* TASK GOAL *
Could you restate the data word for word?

(Point-per-instance localization data)
---
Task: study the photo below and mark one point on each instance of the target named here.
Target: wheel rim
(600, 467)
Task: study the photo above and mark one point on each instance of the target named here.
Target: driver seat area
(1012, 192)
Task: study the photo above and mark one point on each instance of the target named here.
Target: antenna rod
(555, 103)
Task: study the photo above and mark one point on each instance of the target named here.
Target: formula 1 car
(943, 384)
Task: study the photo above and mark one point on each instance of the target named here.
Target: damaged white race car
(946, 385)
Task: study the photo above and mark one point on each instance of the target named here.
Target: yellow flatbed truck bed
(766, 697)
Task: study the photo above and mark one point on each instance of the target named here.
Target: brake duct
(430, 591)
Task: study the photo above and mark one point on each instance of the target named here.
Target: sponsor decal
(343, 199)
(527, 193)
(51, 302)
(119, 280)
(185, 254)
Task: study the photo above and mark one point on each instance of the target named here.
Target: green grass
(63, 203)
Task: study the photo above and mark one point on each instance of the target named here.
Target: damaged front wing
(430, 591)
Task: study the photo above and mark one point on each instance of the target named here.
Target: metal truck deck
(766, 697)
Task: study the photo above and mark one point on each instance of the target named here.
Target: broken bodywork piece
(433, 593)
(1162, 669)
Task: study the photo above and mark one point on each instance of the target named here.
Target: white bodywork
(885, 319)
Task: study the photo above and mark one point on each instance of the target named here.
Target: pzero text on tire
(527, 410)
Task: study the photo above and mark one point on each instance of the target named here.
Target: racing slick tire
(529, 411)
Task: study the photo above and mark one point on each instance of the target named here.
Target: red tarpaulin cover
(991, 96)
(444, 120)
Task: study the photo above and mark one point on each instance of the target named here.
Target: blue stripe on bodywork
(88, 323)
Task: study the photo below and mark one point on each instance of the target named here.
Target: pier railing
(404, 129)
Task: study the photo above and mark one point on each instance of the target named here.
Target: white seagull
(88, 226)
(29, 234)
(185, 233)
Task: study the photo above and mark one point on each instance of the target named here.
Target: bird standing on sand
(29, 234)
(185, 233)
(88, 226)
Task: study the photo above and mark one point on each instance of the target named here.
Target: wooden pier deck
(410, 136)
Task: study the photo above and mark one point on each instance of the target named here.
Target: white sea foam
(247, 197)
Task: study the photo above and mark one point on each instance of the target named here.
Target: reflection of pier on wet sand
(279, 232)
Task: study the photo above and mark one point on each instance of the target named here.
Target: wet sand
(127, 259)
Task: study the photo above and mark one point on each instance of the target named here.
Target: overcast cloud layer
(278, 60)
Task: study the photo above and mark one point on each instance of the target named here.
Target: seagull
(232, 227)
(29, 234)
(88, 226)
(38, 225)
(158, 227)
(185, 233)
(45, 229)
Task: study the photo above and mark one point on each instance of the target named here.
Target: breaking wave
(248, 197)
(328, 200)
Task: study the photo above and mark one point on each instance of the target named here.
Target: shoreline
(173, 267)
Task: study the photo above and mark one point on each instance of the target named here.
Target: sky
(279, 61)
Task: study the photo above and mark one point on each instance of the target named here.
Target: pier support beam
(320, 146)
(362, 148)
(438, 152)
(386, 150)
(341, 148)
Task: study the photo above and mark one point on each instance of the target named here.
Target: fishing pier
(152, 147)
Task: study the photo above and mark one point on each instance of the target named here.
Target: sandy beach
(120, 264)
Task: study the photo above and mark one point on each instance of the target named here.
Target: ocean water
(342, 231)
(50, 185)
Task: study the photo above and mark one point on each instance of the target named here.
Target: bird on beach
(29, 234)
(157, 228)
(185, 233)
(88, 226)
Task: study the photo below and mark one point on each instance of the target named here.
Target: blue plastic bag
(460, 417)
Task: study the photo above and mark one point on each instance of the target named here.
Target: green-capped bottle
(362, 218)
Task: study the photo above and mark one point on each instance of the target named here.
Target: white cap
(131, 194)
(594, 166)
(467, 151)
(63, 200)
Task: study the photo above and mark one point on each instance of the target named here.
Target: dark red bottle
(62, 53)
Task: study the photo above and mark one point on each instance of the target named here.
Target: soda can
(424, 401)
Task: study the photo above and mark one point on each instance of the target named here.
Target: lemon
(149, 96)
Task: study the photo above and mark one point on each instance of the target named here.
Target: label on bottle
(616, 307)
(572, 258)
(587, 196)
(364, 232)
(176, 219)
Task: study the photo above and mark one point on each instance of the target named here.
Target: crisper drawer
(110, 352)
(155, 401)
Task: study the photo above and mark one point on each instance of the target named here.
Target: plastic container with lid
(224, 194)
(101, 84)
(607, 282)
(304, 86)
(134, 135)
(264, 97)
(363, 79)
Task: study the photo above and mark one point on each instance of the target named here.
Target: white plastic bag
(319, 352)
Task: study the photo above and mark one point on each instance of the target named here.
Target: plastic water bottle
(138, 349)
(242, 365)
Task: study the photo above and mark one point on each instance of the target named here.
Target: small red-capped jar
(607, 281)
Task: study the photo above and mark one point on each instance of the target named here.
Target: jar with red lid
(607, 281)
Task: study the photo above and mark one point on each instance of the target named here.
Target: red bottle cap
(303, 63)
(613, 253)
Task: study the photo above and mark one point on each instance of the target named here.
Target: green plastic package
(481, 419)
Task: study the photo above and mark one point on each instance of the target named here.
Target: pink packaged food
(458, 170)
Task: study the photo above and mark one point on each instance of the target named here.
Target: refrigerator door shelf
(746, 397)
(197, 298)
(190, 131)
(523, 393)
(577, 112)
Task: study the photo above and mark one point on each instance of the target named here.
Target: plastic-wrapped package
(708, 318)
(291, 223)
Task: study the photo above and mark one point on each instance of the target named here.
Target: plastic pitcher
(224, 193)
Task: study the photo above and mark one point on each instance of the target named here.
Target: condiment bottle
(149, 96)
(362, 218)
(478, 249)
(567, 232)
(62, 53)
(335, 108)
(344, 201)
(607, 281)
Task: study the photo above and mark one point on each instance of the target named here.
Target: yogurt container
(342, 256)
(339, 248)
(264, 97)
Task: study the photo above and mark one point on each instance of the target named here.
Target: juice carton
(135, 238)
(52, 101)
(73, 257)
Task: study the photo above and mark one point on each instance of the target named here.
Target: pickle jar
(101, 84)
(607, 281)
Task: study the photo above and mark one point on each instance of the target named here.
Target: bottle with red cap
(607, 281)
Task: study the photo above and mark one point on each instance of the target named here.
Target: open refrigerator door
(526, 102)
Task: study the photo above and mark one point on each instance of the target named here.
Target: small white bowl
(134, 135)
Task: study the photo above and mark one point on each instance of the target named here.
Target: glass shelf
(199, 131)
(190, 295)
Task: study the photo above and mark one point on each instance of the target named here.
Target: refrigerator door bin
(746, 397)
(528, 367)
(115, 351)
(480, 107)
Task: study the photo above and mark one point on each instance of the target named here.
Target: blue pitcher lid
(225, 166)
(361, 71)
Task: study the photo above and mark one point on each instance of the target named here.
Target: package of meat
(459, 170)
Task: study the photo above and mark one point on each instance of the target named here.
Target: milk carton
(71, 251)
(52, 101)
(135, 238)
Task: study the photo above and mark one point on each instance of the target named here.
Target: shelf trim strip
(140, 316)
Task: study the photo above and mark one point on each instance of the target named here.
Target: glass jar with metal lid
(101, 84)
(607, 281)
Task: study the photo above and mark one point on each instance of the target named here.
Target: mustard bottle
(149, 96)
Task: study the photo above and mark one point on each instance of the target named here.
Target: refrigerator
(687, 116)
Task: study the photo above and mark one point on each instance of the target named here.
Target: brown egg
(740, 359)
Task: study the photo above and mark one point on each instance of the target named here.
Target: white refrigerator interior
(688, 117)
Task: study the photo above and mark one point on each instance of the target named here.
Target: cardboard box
---
* ANSWER TO THIS PROBLEM *
Task: study the photo below and mark one point on each instance of the target named here.
Target: wheel rim
(600, 467)
Task: study the photo above and mark one point on each instance of the target named here.
Target: driver seat area
(1012, 192)
Task: study the photo above and mark one point on each instance of the target named here.
Target: antenna rod
(555, 103)
Task: study the photo above and mark one point on each instance of the target named here.
Target: formula 1 car
(943, 384)
Task: study the photo above and mark one point on each instance of the target named here.
Target: damaged white race car
(946, 385)
Task: study the photo above and mark one point on each instance of the target named here.
Target: yellow flatbed truck bed
(766, 697)
Task: study the photo above and mark one point on each instance of the target named here.
Target: brake duct
(430, 591)
Task: study the photo above and mark one point on each instance of the target named here.
Target: sponsor decal
(343, 199)
(527, 193)
(51, 302)
(119, 280)
(185, 254)
Task: study the photo above and mark one point on each instance of the target named here.
Target: green grass
(63, 203)
Task: study the photo above and mark one point on each instance of the target named here.
Target: damaged front wing
(430, 591)
Task: study the photo above and mark one point on each instance of the target named here.
Target: metal truck deck
(766, 697)
Task: study the photo above and mark one point on each instance of the target named here.
Target: broken bodywork piece
(433, 593)
(1162, 669)
Task: study the photo above and mark one point on each instance of the target named here.
Target: white bodywork
(885, 319)
Task: study the photo above and mark one point on each instance of the target named here.
Target: pzero text on tire
(527, 410)
Task: study the photo above and mark one point on each instance of the target named here.
Target: racing slick tire
(529, 411)
Task: study the photo above and mark one point on each instance of the target named here.
Target: red tarpaulin cover
(991, 96)
(444, 120)
Task: study the photo above and mark one point on each instance of the target named here.
Target: blue stripe on bodywork
(88, 323)
Task: study the photo below and mark one point on each instance of the target named here.
Target: pier railing
(404, 129)
Task: study the photo above and mark one point on each instance of the target named here.
Target: white seagull
(88, 226)
(29, 234)
(185, 233)
Task: study the photo above and mark one point on each instance of the target named here.
Target: bird standing on sand
(29, 234)
(185, 233)
(88, 226)
Task: study the photo above and mark one point on each instance of the target named here.
Target: wooden pier deck
(410, 136)
Task: study the photo above and mark one point on each instance of the target named here.
Target: white sea foam
(247, 197)
Task: study the photo above and mark one point on each instance of the target named here.
Target: reflection of pier on wet sand
(279, 232)
Task: study the photo above and mark one point on each instance of the target named here.
Target: wet sand
(127, 259)
Task: study the photo above and mark one point on each instance of the target named here.
Target: overcast cloud layer
(278, 60)
Task: study the photo above and mark one point on each instance of the target named here.
Target: seagull
(232, 227)
(29, 234)
(88, 226)
(38, 225)
(158, 227)
(185, 233)
(45, 229)
Task: study the photo above and mark one point on each instance of the target named here.
Target: breaking wave
(248, 197)
(328, 200)
Task: study the photo above and mark one point on each instance of the target named here.
Target: shoreline
(173, 267)
Task: study the photo above and mark one point on each instance of the target named here.
Target: sky
(279, 61)
Task: study the photo above and mark one point on each instance of the target named here.
Target: pier support beam
(320, 146)
(362, 148)
(438, 152)
(386, 150)
(341, 148)
Task: study the photo above and mark one point on each instance of the target named here.
Target: fishing pier
(152, 147)
Task: study the photo above and mark one point on each instance of the target named here.
Target: sandy beach
(120, 264)
Task: study the photo above and mark one point on each instance of the target named here.
Target: ocean water
(342, 231)
(50, 185)
Task: study the photo above and mark one point on each instance of the target named here.
Target: bird on beach
(29, 234)
(157, 228)
(185, 233)
(88, 226)
Task: study the photo below and mark one point on each instance of the target named here.
Target: blue plastic bag
(460, 417)
Task: study the photo above and mark one point on each instance of the target named here.
Target: green-capped bottle
(362, 218)
Task: study the photo above and mark one point on each instance of the target named here.
Target: white cap
(131, 194)
(594, 166)
(467, 151)
(63, 200)
Task: study the photo above and mark one point on each instance of the target named here.
Target: dark red bottle
(62, 53)
Task: study the photo above and mark one point on each instance of the target named here.
Target: soda can
(424, 401)
Task: study the photo above and mark one point on each instance of the target named here.
Target: lemon
(149, 96)
Task: study the photo above and mark one point on each instance of the target named here.
Target: label on bottle
(616, 307)
(572, 258)
(587, 196)
(364, 232)
(176, 219)
Task: study the photo above and mark one point on each instance of the target named here.
Target: crisper drawer
(110, 352)
(155, 401)
Task: study the photo above and mark one point on each instance of the target named here.
Target: plastic container with lid
(224, 194)
(101, 84)
(607, 282)
(304, 86)
(134, 135)
(264, 97)
(363, 79)
Task: study the photo above and mark one point on each instance of the target named here.
Target: white plastic bag
(319, 352)
Task: study the photo above and mark one point on each instance of the target named here.
Target: plastic water bottle
(138, 349)
(242, 365)
Task: study the photo above and mark one point on each instance of the target named here.
Target: small red-capped jar
(607, 281)
Task: study the photo above and mark one point on each instance of the target named here.
Target: jar with red lid
(607, 281)
Task: study the photo above and mark one point on each instance of the target named here.
Target: red bottle cap
(303, 63)
(613, 253)
Task: study the photo above and mark one point on each instance of the target named here.
Target: green plastic package
(481, 419)
Task: study the photo above and mark one point on each instance of the target named here.
Target: pink packaged food
(458, 170)
Task: study the photo above and mark one point on each instance of the target named here.
Target: refrigerator door shelf
(746, 397)
(197, 298)
(190, 131)
(523, 393)
(577, 112)
Task: study the photo above and mark one point on each instance of the target named here.
Target: plastic-wrapped package
(708, 318)
(291, 223)
Task: study the photo above and mark one point on each instance of the target named here.
Target: plastic pitcher
(224, 193)
Task: study the photo above and mark one point on each instance of the target named here.
Target: condiment bottle
(149, 96)
(362, 218)
(478, 249)
(567, 232)
(62, 53)
(335, 108)
(344, 201)
(607, 281)
Task: study the photo above and mark one point on each instance of the target named here.
Target: yogurt container
(342, 256)
(339, 248)
(264, 97)
Task: study the photo above and mark one point on each instance of the target named here.
Target: juice carton
(135, 238)
(52, 101)
(73, 257)
Task: study the photo above and mark one point on each instance of the target named here.
Target: pickle jar
(101, 84)
(607, 281)
Task: study the photo above and mark one point on each instance of the target named here.
Target: bottle with red cap
(607, 281)
Task: study the photo above and mark one point on each instance of the target named here.
Target: open refrigerator door
(526, 102)
Task: study the photo above and mark one point on each instance of the target named here.
Target: small white bowl
(134, 135)
Task: study the photo above and mark one point on each instance of the target named here.
Target: glass shelf
(199, 131)
(190, 295)
Task: study the photo above and mark one point on each instance of the target named here.
Target: refrigerator door bin
(746, 397)
(528, 367)
(115, 351)
(480, 107)
Task: study the photo above and mark one point on each instance of the target named here.
Target: blue pitcher lid
(225, 166)
(361, 71)
Task: study the photo above and mark one point on each instance of the target named here.
Target: package of meat
(459, 170)
Task: study the photo above and mark one point on each instance of the target named here.
Target: milk carton
(71, 251)
(52, 101)
(135, 238)
Task: study the photo above and mark one point on each instance of the target named here.
Target: shelf trim strip
(140, 316)
Task: study the photo above and mark one point on each instance of the target named here.
Target: glass jar with metal lid
(101, 84)
(607, 281)
Task: study the photo above and mark one point on each instance of the target named here.
Target: mustard bottle
(149, 96)
Task: study the photo above and mark one point on each instance of the target named here.
Target: refrigerator
(687, 116)
Task: study the photo above and mark one point on each instance of the target named here.
Target: brown egg
(740, 359)
Task: study the photo above and mark one point on each instance of the target named here.
Target: white refrigerator interior
(688, 117)
Task: study the photo above and mark one point on each instance of the target named here.
Target: cardboard box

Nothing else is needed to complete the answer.